## [Task brief]
Would you transcribe exactly the lines from the beginning of the records below through the line with "positive clicks: (232, 157)", both included, omitting the pictures?
═════ Provided records
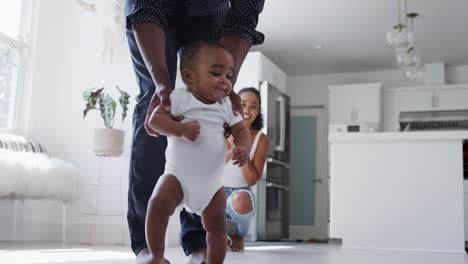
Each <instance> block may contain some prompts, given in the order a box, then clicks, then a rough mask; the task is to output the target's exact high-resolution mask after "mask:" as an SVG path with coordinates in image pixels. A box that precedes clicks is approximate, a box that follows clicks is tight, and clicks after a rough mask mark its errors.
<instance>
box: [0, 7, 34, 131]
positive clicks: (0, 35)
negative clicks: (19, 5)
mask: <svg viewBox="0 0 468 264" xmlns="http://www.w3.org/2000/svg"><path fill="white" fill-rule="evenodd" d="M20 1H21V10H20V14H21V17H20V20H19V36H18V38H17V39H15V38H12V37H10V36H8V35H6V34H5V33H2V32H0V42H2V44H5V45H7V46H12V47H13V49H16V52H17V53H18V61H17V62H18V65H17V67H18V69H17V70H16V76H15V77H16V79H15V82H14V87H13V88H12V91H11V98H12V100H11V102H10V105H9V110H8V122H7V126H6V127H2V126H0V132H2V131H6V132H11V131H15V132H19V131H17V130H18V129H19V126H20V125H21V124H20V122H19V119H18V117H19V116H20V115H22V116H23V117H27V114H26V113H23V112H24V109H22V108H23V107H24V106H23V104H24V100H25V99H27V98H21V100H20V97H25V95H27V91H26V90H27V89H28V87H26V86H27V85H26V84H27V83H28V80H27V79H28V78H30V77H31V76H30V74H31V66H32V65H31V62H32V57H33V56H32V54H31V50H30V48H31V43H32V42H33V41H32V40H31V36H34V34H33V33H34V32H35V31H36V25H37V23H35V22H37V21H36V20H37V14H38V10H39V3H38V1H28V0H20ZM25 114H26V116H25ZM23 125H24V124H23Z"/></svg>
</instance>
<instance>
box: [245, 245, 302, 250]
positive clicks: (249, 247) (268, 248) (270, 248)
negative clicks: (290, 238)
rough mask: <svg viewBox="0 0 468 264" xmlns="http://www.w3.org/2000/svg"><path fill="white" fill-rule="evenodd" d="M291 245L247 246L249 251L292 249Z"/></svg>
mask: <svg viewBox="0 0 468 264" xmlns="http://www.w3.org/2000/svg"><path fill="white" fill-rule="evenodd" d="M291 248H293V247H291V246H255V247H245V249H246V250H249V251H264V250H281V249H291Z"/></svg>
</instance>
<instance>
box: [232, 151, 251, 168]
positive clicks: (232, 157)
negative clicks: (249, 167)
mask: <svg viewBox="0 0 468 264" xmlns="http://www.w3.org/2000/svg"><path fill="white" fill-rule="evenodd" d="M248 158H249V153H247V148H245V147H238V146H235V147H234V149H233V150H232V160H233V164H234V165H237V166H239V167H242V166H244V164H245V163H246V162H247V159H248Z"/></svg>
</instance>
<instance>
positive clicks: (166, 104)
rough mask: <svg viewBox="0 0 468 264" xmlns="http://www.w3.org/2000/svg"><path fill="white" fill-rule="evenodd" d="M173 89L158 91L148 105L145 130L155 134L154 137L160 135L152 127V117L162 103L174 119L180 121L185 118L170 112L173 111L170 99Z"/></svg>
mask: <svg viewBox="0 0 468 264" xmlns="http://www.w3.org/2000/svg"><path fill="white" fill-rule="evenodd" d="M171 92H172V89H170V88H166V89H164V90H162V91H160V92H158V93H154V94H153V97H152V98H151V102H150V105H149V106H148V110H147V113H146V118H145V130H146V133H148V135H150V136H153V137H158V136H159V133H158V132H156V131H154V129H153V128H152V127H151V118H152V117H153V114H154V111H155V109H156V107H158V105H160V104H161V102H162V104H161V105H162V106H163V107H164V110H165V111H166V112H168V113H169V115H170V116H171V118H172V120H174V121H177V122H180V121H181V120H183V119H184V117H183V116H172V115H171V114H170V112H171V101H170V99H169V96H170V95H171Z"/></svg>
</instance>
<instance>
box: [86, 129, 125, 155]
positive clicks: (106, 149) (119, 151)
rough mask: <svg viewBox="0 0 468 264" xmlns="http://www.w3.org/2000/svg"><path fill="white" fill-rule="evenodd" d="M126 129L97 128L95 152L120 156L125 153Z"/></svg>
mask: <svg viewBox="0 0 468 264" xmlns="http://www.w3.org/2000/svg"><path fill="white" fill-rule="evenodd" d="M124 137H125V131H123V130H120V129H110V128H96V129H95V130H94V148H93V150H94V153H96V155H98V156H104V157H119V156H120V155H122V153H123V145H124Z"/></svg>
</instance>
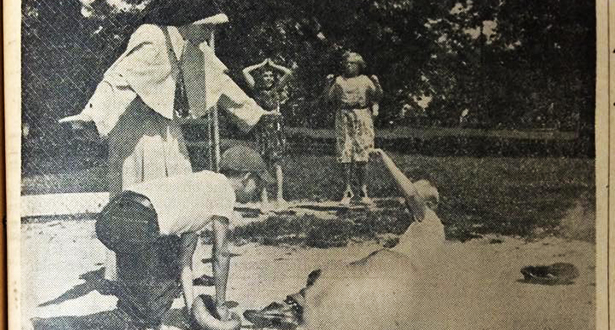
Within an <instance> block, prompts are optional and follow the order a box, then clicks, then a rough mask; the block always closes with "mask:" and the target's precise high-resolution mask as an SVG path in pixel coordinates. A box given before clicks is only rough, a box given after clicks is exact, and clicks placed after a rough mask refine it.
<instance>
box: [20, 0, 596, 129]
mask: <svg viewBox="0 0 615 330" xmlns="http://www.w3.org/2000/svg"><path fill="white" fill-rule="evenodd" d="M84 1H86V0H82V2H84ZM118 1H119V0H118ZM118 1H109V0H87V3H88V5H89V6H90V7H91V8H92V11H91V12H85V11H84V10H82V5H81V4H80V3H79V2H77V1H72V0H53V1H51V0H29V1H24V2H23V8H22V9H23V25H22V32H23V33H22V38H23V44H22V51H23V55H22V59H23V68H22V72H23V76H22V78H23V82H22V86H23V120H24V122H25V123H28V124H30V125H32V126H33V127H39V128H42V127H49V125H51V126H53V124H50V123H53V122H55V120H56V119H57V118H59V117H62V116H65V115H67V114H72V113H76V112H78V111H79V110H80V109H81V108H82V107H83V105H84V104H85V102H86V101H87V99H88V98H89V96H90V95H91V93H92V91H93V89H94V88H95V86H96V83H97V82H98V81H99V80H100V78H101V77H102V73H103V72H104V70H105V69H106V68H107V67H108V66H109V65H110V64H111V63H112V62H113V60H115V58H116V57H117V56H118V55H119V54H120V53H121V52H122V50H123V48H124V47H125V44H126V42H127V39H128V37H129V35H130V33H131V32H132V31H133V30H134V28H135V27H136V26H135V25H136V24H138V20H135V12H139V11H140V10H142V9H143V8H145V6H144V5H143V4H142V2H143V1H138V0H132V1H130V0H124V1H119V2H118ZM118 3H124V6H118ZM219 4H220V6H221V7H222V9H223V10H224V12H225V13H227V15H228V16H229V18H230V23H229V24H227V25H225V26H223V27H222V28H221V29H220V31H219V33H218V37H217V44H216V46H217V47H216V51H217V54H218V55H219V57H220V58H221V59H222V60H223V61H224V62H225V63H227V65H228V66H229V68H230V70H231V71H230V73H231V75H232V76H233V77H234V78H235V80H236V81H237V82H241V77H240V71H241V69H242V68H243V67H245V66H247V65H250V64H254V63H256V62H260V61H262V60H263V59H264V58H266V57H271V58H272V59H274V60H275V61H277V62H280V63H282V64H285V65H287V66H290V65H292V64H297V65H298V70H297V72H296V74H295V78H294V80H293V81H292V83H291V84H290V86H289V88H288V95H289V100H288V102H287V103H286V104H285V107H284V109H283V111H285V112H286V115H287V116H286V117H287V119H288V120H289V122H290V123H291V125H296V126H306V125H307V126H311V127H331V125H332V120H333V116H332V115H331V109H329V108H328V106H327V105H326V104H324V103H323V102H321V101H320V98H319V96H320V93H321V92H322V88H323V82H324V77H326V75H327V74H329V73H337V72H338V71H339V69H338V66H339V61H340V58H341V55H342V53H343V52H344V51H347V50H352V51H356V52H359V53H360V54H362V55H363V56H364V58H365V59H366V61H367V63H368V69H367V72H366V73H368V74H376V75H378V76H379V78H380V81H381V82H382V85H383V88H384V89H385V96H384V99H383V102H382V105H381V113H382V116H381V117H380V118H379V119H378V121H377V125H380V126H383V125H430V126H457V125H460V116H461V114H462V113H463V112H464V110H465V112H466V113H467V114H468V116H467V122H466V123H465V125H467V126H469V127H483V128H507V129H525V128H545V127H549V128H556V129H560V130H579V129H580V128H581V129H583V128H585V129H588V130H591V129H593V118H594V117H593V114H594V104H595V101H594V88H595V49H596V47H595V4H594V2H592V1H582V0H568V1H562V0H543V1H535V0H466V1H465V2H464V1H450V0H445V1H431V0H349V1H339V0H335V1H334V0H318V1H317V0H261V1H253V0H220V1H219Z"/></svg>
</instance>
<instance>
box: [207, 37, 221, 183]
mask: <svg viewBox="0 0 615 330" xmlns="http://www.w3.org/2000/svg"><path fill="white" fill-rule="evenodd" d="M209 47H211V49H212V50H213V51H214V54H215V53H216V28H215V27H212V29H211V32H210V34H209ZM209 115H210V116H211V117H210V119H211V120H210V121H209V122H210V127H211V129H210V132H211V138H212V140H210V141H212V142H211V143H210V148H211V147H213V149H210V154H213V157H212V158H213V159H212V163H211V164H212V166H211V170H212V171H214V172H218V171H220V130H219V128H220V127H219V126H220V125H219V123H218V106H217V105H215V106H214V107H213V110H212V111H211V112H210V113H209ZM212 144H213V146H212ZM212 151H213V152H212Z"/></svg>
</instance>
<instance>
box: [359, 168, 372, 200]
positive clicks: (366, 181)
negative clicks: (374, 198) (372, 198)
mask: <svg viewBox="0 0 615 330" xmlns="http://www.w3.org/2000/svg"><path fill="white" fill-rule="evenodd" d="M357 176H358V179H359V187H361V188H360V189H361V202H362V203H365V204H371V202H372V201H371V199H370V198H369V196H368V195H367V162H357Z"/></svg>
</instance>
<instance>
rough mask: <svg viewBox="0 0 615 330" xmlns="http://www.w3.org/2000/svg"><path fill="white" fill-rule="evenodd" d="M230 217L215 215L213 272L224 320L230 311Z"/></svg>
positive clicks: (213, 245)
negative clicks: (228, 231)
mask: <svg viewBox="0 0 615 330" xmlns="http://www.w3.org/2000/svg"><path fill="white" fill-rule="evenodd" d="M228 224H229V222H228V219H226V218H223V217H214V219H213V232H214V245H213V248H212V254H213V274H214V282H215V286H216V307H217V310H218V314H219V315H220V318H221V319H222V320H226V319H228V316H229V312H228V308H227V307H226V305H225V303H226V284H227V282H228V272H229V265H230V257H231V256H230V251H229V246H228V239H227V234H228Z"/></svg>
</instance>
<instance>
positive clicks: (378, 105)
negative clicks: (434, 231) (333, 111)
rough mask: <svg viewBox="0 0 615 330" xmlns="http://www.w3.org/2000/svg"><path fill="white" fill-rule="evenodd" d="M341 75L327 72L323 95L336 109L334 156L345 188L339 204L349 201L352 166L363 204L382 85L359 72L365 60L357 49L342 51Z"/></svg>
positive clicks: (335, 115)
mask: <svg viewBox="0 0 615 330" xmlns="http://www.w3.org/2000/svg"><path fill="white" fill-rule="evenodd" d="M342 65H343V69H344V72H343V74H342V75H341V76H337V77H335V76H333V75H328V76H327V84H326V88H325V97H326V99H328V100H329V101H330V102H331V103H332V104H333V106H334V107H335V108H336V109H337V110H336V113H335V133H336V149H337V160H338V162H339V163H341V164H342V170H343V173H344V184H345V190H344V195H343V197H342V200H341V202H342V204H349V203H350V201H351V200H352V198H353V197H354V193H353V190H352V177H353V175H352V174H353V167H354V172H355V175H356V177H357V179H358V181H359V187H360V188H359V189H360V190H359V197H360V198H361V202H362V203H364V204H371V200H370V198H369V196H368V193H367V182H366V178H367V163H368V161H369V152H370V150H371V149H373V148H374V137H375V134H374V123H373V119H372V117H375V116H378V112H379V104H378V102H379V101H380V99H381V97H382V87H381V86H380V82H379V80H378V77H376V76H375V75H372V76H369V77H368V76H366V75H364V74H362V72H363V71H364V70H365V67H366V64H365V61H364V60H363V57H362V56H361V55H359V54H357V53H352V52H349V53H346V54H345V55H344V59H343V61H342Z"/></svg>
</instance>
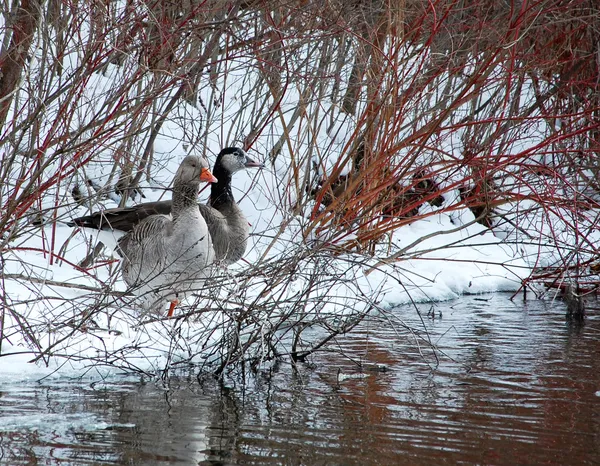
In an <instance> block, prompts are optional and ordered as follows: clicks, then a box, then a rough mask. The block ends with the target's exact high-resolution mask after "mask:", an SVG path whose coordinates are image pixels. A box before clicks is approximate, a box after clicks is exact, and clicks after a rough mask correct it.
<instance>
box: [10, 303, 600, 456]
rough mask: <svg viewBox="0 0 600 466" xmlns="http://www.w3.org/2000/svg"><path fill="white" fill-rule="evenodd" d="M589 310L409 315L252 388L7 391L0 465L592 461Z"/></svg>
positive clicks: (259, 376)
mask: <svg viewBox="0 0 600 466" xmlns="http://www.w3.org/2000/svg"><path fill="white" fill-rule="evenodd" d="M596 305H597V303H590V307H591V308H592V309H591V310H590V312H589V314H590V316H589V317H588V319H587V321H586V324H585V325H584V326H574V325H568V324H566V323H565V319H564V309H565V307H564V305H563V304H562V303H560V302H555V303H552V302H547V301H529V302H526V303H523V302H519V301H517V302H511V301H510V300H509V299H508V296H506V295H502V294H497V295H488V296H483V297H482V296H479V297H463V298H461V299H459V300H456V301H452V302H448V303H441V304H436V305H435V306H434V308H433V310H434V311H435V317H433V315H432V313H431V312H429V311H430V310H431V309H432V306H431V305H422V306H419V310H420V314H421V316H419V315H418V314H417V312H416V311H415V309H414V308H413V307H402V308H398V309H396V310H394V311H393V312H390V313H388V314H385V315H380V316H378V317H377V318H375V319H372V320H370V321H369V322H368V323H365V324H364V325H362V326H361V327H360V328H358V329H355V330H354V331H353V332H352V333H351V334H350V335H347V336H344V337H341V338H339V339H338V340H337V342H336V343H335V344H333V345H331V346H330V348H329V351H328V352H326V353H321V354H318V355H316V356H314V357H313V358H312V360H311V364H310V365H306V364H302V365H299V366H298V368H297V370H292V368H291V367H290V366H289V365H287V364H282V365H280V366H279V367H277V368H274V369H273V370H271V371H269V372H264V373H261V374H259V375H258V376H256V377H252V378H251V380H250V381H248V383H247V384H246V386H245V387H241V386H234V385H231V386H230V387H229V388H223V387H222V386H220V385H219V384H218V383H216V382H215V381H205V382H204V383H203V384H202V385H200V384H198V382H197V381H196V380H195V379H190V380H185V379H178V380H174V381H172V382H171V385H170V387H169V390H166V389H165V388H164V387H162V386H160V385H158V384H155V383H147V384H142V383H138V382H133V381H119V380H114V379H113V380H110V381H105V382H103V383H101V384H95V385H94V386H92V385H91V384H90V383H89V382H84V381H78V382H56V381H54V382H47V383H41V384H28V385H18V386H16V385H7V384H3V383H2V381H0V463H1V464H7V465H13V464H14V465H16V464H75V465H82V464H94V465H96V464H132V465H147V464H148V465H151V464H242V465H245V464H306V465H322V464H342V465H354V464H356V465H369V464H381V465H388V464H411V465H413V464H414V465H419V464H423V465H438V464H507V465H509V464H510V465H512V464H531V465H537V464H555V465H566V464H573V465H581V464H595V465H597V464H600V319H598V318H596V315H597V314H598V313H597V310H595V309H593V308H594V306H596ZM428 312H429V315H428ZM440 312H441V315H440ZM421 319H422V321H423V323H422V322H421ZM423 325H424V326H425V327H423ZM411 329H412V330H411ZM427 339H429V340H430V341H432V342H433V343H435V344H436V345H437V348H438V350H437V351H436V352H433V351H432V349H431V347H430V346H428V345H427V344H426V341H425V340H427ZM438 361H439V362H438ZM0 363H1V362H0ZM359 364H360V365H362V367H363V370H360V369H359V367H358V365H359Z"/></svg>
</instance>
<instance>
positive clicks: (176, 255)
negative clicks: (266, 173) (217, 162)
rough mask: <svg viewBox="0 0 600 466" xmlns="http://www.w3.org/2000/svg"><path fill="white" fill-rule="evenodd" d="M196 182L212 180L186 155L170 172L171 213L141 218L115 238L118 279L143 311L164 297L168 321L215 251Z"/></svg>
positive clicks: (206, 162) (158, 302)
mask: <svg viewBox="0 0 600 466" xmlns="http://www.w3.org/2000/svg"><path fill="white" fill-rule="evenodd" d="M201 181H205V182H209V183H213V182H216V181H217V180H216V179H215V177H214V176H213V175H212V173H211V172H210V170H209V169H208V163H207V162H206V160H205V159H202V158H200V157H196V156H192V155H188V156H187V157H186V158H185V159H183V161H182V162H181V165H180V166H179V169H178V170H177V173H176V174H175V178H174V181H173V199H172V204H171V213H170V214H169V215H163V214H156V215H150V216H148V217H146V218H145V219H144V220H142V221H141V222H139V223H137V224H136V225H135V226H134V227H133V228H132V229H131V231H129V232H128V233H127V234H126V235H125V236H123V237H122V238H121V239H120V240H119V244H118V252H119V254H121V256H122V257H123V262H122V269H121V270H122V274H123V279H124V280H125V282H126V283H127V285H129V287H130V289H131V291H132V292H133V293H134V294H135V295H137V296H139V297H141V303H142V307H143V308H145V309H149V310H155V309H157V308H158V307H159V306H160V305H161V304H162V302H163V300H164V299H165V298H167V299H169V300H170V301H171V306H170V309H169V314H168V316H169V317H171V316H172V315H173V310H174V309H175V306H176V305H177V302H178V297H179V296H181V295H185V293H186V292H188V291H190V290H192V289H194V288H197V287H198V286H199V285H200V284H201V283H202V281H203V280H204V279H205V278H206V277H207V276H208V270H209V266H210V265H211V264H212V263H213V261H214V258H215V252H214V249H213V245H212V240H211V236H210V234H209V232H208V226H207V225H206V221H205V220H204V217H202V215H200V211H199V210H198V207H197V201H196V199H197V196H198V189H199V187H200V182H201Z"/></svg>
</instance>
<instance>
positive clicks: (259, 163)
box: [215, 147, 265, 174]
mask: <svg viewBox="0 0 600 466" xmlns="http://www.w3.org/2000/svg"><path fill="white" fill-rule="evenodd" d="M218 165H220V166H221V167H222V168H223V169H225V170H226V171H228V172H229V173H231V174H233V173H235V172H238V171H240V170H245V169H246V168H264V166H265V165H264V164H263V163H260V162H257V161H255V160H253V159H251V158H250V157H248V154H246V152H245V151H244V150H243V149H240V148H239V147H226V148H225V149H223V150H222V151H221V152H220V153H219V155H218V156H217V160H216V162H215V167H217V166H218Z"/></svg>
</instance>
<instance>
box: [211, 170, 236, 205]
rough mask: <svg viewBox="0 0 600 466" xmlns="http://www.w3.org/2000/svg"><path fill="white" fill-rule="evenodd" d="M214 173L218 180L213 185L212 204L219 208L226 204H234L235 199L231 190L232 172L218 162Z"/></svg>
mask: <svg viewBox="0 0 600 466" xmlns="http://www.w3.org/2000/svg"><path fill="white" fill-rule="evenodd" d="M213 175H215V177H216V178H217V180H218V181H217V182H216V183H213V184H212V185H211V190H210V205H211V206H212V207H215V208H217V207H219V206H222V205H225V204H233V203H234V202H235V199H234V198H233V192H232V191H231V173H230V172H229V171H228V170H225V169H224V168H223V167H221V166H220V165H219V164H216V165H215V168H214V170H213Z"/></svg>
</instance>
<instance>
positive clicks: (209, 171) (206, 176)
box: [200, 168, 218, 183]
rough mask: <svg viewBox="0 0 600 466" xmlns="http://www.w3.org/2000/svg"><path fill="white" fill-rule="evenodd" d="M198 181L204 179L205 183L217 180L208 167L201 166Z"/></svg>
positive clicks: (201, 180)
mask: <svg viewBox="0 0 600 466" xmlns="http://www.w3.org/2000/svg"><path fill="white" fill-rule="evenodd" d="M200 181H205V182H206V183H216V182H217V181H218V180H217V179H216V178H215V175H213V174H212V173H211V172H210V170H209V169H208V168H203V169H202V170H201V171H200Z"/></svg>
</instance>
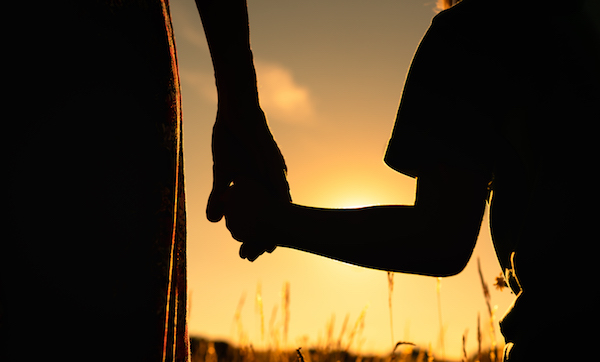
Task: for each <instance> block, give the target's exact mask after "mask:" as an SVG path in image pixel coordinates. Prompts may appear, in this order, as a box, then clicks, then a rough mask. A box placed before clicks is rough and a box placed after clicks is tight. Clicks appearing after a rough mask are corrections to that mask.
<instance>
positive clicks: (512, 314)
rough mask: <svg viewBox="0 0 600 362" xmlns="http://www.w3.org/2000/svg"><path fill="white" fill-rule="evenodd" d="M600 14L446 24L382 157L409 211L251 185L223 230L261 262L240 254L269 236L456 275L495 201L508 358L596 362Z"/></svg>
══════════
## [Solution to this task]
Each <instance> block may contain some prompts, given in the order a box, then clicks, then a rough mask; the task is to output the target's exact high-resolution mask after "mask:" as an SVG path with coordinates in image pixels. A box that precedes clicks is approximate, a box that follows clicks is tight, and clicks after a rough mask mark its errors.
<instance>
box: [0, 7, 34, 131]
positive clicks: (0, 35)
negative clicks: (19, 5)
mask: <svg viewBox="0 0 468 264" xmlns="http://www.w3.org/2000/svg"><path fill="white" fill-rule="evenodd" d="M20 1H21V10H20V14H21V17H20V20H19V36H18V38H17V39H15V38H12V37H10V36H8V35H6V34H5V33H2V32H0V42H2V44H5V45H7V46H12V47H13V49H16V52H17V53H18V61H17V62H18V65H17V67H18V69H17V70H16V76H15V77H16V79H15V82H14V87H13V88H12V91H11V98H12V100H11V102H10V105H9V110H8V122H7V126H6V127H2V126H0V132H2V131H6V132H11V131H15V132H19V131H17V130H18V129H19V126H20V125H21V124H20V122H19V119H18V117H19V116H20V115H22V116H23V117H27V114H26V113H23V112H24V109H22V108H23V107H24V106H23V104H24V100H25V99H27V98H21V100H20V97H25V95H27V91H26V90H27V89H28V87H26V86H27V85H26V84H27V83H28V80H27V79H28V78H30V77H31V76H30V74H31V66H32V65H31V62H32V57H33V56H32V54H31V50H30V48H31V43H32V42H33V41H32V40H31V36H34V34H33V33H34V32H35V31H36V25H37V23H35V22H37V21H36V20H37V14H38V10H39V3H38V1H28V0H20ZM25 114H26V116H25ZM23 125H24V124H23Z"/></svg>
</instance>
<instance>
box: [245, 245, 302, 250]
positive clicks: (249, 247) (268, 248) (270, 248)
negative clicks: (290, 238)
rough mask: <svg viewBox="0 0 468 264" xmlns="http://www.w3.org/2000/svg"><path fill="white" fill-rule="evenodd" d="M291 245L247 246L249 251L292 249Z"/></svg>
mask: <svg viewBox="0 0 468 264" xmlns="http://www.w3.org/2000/svg"><path fill="white" fill-rule="evenodd" d="M291 248H293V247H291V246H255V247H245V249H246V250H249V251H264V250H281V249H291Z"/></svg>
</instance>
<instance>
box: [232, 151, 251, 168]
positive clicks: (232, 157)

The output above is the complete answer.